## AIM
Scan the records for the line containing "Spot the car"; extract it and all later lines, verbatim, through the end, and nothing before it.

## PROVIDED MATERIAL

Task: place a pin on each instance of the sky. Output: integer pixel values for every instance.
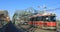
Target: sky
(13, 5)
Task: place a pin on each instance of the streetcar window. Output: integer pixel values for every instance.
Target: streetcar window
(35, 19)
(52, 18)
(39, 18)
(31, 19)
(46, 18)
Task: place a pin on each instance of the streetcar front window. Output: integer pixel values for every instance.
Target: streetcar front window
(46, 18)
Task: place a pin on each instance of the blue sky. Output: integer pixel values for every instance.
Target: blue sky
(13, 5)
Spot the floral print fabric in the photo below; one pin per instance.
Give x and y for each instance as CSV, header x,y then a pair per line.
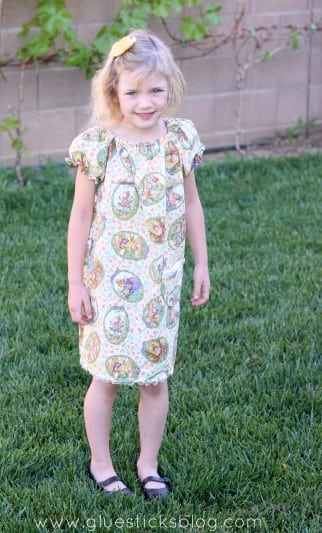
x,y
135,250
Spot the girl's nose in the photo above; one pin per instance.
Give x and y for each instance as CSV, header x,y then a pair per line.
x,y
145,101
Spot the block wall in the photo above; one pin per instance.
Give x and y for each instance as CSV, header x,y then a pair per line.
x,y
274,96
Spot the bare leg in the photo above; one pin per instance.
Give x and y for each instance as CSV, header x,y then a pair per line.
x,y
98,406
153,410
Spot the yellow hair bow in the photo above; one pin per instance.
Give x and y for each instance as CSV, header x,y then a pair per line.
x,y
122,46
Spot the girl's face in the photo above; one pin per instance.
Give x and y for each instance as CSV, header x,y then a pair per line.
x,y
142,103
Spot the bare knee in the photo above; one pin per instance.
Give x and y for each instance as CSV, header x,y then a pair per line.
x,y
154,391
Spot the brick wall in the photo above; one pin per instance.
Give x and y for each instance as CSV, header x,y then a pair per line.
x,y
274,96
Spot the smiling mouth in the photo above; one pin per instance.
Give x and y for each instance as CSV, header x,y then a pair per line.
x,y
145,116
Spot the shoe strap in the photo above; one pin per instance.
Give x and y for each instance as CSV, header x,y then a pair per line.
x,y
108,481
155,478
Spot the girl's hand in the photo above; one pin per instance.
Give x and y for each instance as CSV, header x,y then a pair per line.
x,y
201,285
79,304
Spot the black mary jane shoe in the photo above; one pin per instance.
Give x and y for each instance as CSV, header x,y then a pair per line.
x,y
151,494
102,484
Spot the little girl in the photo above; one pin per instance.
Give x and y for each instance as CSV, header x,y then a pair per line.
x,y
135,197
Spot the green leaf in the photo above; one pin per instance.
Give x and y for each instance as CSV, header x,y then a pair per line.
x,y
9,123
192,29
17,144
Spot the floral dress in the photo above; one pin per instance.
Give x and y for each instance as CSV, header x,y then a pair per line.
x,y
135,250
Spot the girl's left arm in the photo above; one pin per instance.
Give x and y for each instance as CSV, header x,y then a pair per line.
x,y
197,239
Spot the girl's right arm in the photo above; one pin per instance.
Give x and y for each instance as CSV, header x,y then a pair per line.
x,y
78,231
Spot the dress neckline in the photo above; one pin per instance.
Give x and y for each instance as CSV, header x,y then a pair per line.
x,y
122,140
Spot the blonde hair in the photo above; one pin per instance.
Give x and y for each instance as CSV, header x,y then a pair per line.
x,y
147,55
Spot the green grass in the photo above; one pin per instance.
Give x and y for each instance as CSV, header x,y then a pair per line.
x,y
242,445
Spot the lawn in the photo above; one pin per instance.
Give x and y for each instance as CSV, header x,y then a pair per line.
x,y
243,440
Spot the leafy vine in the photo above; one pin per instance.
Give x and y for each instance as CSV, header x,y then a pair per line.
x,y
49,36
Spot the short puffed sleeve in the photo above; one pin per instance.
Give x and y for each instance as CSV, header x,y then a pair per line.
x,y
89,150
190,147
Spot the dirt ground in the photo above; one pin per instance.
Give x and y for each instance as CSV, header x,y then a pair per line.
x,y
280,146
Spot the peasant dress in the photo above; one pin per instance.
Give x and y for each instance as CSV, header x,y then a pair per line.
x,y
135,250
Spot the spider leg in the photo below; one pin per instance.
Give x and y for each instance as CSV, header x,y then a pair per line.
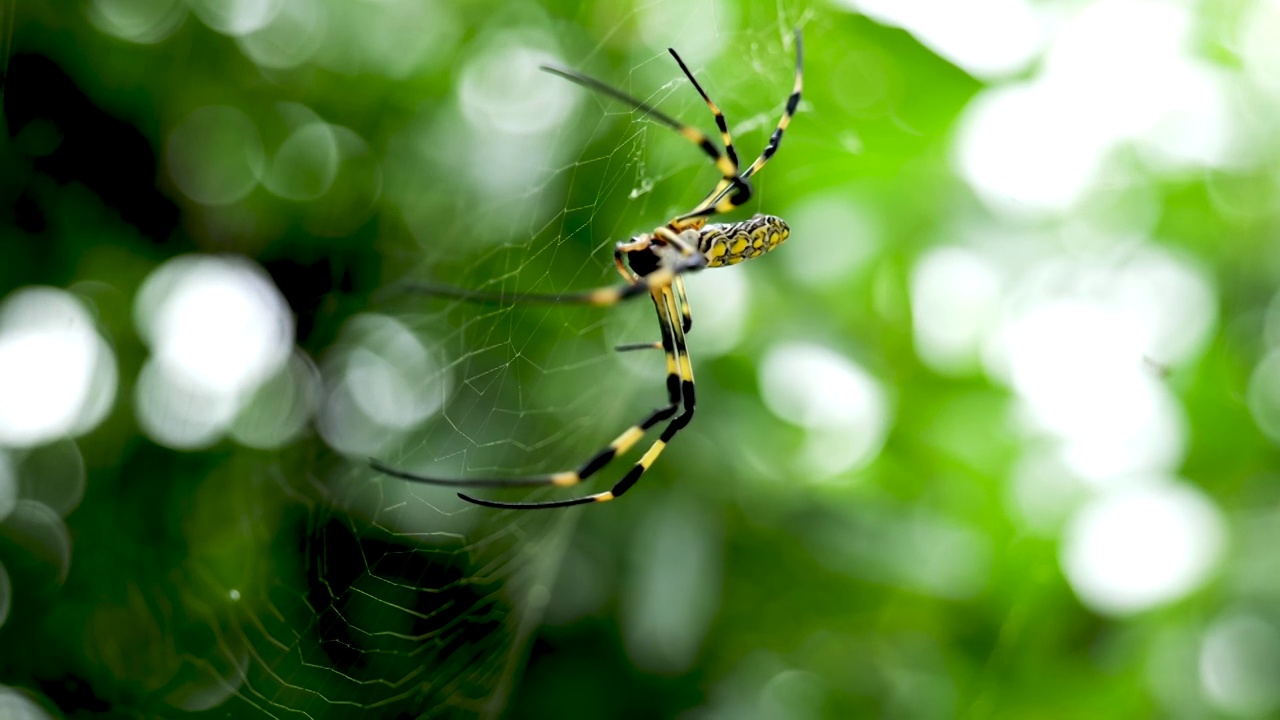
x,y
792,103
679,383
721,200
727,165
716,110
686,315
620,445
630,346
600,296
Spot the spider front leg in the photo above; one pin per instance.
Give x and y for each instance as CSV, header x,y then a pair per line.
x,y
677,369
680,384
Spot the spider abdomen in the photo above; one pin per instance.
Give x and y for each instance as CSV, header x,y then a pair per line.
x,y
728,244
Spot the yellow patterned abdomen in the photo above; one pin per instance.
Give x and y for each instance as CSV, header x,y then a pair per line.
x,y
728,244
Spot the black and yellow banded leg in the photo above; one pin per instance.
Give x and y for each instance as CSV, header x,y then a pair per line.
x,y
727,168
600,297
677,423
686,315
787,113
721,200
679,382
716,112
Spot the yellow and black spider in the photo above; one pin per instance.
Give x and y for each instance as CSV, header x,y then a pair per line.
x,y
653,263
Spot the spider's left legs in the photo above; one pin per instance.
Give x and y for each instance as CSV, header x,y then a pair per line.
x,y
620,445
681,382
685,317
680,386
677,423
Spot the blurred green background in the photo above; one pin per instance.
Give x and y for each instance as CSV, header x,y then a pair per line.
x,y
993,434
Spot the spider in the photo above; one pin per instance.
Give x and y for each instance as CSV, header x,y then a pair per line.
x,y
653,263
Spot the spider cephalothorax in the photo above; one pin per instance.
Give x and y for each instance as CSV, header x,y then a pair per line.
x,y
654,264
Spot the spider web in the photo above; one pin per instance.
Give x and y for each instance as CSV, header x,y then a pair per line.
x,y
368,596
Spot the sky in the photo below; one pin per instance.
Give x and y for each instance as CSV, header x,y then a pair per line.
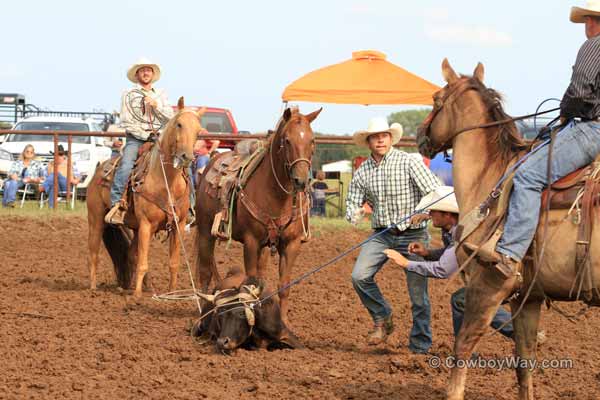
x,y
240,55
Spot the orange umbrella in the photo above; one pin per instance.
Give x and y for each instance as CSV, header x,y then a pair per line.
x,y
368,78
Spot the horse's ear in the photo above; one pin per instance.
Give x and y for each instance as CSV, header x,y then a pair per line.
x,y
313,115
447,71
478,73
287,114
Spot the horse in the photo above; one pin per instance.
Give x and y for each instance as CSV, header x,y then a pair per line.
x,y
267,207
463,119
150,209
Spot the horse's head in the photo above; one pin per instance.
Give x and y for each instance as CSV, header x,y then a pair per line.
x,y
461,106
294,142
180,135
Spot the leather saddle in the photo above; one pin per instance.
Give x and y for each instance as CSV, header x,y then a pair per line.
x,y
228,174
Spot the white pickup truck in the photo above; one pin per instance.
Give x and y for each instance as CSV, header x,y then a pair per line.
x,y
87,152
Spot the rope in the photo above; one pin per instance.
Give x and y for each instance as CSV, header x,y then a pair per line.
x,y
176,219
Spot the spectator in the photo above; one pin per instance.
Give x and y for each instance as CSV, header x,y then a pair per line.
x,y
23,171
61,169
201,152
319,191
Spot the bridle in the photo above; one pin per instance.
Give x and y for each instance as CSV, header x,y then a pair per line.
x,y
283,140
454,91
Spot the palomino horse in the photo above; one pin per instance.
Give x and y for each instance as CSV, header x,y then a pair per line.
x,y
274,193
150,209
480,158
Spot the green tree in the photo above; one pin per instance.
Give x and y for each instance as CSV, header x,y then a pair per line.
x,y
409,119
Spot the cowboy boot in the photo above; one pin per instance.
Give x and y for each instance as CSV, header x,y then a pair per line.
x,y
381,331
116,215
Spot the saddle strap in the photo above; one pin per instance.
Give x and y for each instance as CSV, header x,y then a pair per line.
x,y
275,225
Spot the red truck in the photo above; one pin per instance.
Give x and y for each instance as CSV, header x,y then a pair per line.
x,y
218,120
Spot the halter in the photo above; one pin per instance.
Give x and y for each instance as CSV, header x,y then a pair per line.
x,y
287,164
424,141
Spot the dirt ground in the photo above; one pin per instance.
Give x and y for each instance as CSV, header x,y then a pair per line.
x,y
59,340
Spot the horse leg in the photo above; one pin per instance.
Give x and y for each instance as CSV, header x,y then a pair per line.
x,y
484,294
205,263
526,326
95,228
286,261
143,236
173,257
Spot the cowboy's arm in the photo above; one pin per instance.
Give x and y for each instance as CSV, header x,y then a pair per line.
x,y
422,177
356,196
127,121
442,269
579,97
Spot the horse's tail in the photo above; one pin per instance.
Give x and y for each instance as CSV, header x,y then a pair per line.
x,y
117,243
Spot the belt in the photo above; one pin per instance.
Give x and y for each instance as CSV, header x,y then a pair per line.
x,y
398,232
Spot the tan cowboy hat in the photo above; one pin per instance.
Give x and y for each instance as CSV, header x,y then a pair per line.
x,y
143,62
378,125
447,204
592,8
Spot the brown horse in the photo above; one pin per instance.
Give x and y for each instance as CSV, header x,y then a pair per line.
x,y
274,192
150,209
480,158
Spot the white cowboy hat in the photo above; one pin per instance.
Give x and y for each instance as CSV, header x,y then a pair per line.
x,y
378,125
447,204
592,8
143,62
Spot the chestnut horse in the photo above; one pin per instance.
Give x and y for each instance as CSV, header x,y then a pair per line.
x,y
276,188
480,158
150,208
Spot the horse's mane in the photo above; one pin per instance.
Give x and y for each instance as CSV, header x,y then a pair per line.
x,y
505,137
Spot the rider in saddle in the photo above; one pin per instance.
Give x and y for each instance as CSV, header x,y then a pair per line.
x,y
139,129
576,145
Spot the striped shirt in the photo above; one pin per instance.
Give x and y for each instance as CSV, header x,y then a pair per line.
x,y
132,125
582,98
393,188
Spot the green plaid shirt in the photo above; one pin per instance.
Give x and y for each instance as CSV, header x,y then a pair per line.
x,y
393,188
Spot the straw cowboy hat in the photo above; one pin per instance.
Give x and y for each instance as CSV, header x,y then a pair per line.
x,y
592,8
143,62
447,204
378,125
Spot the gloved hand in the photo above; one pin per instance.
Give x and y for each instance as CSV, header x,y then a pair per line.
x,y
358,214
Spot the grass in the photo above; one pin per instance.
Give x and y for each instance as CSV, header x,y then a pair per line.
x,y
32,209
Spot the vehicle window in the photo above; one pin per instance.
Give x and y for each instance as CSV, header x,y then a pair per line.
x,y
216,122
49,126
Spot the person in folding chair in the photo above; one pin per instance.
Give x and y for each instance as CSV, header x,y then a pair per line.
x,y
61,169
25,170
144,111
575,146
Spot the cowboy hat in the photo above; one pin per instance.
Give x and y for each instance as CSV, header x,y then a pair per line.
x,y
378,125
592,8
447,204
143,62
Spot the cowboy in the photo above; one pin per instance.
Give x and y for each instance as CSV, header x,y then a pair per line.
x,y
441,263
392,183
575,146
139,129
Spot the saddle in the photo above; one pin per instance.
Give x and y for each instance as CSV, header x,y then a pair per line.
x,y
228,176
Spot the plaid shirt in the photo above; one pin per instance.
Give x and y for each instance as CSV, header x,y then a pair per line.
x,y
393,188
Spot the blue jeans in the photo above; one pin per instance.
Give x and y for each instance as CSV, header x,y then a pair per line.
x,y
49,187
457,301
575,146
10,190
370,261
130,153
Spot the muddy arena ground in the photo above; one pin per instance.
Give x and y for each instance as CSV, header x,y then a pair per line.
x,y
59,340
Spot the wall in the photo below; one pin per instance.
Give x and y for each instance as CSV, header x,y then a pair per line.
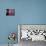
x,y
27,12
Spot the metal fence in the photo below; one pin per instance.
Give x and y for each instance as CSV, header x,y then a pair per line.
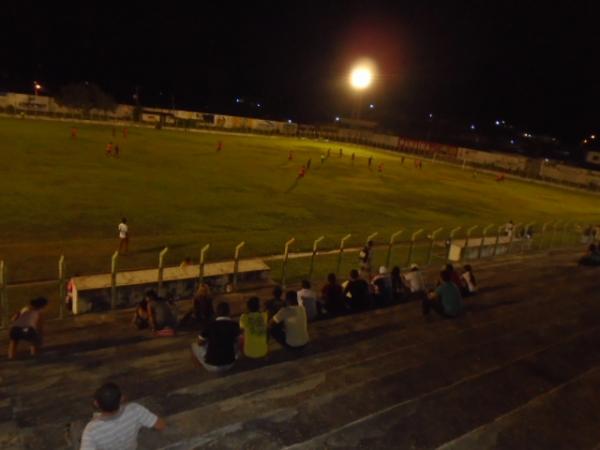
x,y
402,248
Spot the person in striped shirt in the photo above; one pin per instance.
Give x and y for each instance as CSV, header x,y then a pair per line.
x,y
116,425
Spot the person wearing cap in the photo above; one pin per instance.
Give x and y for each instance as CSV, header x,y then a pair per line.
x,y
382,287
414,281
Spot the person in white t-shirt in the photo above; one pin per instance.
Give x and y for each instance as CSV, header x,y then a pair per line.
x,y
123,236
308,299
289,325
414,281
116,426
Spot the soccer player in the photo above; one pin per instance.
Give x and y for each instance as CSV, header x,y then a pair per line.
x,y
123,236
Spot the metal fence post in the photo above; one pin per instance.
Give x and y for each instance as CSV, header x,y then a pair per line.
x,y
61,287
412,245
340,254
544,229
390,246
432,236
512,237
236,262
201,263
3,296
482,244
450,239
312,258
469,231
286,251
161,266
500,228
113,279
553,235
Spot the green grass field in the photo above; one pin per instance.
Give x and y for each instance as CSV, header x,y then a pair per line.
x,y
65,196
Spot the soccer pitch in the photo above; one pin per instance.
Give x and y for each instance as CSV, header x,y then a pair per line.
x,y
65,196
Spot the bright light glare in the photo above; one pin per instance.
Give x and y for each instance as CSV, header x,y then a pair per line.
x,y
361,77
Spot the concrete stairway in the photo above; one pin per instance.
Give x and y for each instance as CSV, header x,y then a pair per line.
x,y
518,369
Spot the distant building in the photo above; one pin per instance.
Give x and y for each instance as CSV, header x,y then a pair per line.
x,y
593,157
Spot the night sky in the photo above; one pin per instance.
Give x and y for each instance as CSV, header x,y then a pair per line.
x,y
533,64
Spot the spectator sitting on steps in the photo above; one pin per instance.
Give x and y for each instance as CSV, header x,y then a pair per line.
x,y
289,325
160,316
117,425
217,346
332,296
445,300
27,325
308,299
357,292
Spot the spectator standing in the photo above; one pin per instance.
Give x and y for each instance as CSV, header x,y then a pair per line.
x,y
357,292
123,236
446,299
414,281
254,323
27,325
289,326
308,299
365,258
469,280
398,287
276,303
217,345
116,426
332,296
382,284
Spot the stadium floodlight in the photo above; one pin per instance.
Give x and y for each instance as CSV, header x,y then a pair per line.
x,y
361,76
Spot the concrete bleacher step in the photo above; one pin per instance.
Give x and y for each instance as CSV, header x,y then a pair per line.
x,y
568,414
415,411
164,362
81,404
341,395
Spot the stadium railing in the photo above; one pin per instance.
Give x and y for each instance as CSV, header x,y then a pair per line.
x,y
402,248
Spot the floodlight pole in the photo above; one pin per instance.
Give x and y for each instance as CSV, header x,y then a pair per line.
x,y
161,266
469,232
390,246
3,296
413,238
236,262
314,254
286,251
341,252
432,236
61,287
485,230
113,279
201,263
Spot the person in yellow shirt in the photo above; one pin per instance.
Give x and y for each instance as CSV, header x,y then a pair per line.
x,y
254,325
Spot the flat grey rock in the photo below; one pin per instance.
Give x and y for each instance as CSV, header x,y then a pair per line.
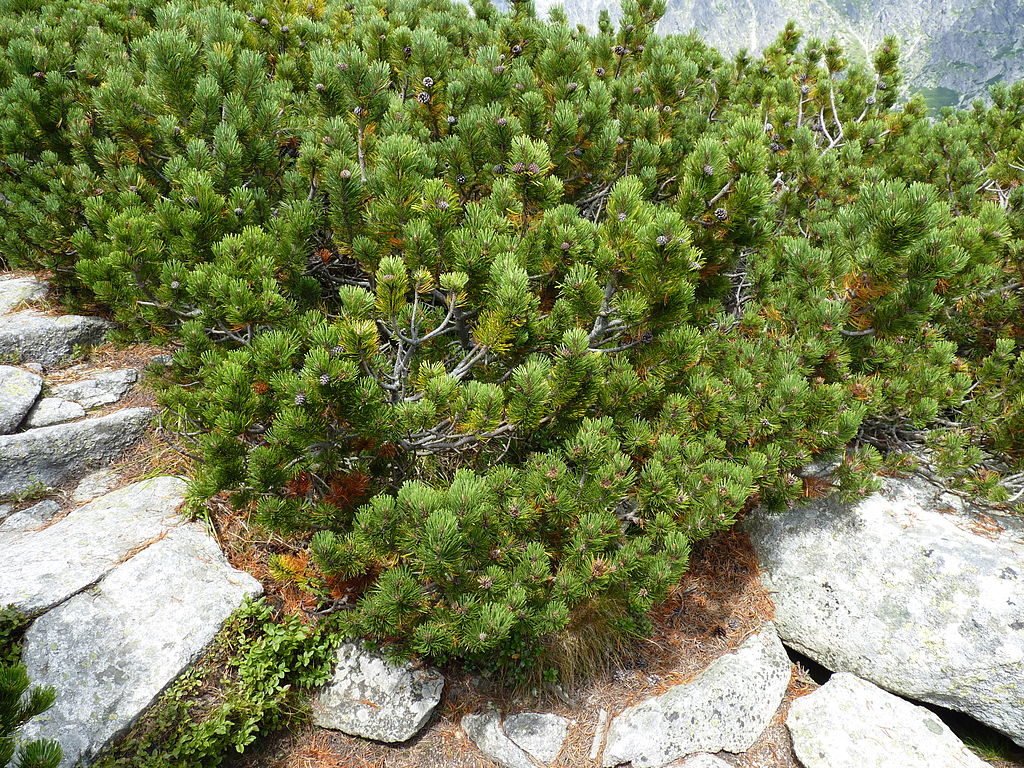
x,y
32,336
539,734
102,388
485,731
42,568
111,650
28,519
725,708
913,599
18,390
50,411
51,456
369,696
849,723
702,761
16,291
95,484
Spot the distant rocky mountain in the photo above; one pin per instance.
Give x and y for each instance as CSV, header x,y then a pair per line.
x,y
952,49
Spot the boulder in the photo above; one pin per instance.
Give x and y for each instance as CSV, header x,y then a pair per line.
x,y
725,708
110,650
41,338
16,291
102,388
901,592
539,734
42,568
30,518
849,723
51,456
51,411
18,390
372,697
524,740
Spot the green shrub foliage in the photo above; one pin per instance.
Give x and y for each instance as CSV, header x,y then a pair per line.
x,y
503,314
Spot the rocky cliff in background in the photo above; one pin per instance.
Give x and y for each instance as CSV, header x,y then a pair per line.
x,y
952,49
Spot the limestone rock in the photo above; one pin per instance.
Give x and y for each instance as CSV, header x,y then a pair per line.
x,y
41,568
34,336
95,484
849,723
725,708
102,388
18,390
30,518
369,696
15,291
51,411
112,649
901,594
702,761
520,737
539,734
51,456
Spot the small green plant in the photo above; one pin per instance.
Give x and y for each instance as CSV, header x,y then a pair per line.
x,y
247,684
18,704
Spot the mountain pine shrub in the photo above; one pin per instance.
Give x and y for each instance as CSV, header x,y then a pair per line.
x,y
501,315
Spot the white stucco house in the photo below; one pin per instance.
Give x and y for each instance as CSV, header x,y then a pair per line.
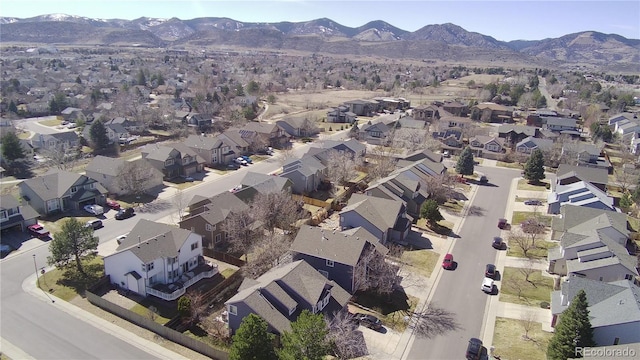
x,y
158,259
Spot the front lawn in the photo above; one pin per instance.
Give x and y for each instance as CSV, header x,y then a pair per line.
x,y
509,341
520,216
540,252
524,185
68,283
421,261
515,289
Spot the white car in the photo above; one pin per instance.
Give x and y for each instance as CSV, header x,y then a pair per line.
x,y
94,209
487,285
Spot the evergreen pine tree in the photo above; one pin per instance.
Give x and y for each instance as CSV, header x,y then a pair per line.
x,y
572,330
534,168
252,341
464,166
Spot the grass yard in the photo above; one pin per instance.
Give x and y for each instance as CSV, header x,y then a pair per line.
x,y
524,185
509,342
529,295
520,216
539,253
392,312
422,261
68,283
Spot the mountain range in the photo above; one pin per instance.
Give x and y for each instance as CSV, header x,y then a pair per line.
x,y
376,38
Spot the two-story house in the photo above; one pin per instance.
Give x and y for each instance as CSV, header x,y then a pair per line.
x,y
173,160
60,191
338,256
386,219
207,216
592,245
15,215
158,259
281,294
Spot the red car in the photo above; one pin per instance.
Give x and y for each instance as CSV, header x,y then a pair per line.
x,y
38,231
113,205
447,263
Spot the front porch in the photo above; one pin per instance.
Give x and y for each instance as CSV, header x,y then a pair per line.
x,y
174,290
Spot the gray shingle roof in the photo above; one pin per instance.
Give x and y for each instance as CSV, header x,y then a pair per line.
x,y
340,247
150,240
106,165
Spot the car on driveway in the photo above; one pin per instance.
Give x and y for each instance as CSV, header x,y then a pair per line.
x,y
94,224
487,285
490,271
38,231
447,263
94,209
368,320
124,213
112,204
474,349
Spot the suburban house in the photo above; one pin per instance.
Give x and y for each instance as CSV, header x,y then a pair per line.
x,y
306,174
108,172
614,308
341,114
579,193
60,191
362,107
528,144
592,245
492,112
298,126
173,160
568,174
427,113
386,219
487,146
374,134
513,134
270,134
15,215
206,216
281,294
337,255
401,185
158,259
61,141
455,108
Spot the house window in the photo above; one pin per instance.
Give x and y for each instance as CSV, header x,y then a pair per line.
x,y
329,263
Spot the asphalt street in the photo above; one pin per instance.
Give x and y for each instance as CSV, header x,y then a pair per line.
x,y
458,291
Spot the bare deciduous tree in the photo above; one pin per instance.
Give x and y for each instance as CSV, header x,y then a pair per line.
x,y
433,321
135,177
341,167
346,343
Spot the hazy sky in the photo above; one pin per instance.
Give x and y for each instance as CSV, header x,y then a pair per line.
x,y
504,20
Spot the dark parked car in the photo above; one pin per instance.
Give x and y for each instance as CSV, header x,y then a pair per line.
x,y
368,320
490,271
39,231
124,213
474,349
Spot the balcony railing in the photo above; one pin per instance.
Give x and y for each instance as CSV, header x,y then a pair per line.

## ANSWER TO THIS EXERCISE
Spot the car on driveway in the photo above; one pin per instance.
Give x and y for each instance as CSV, header x,y then a pair per line.
x,y
94,224
487,285
490,271
38,231
447,263
94,209
368,320
124,213
112,204
474,349
Spot the suburban house in the photo above; one pin per instance.
Give x and y for each instance as CSV, header x,y then a pair per line.
x,y
306,174
108,172
614,308
341,114
579,193
60,191
362,107
528,144
592,245
492,112
298,126
173,160
568,174
427,113
386,219
487,146
374,134
513,134
270,134
15,215
206,216
281,294
337,255
401,185
158,259
61,141
455,108
Spot the house window in the photo above; one pin per instance.
Give x and y for each instance as CSV, header x,y then a pair per line.
x,y
329,263
Spot the asphalt street in the photo above; one pin per instance.
Give x and y for each instance as CSV, header x,y then a pair per line.
x,y
458,291
Spot the bare deciduous tree in the photo above; one pin per instance.
Give x and y for each instance as CSV, header x,y then a pair per line.
x,y
433,321
135,177
341,167
346,343
Spot the hazy sky in the photo above; one pin per instance.
Give x and y for each instance as CSV, header x,y then a pair per line.
x,y
504,20
Spot the dark parked car in the photo above; one pin per instance.
Give x and y for each instance as CSV, header x,y then a pair per line.
x,y
368,320
490,271
39,231
124,213
474,349
Spot the balcony railing in the photo above; one pin per instance.
Give x and y for each instance as CSV, header x,y then a pair per line.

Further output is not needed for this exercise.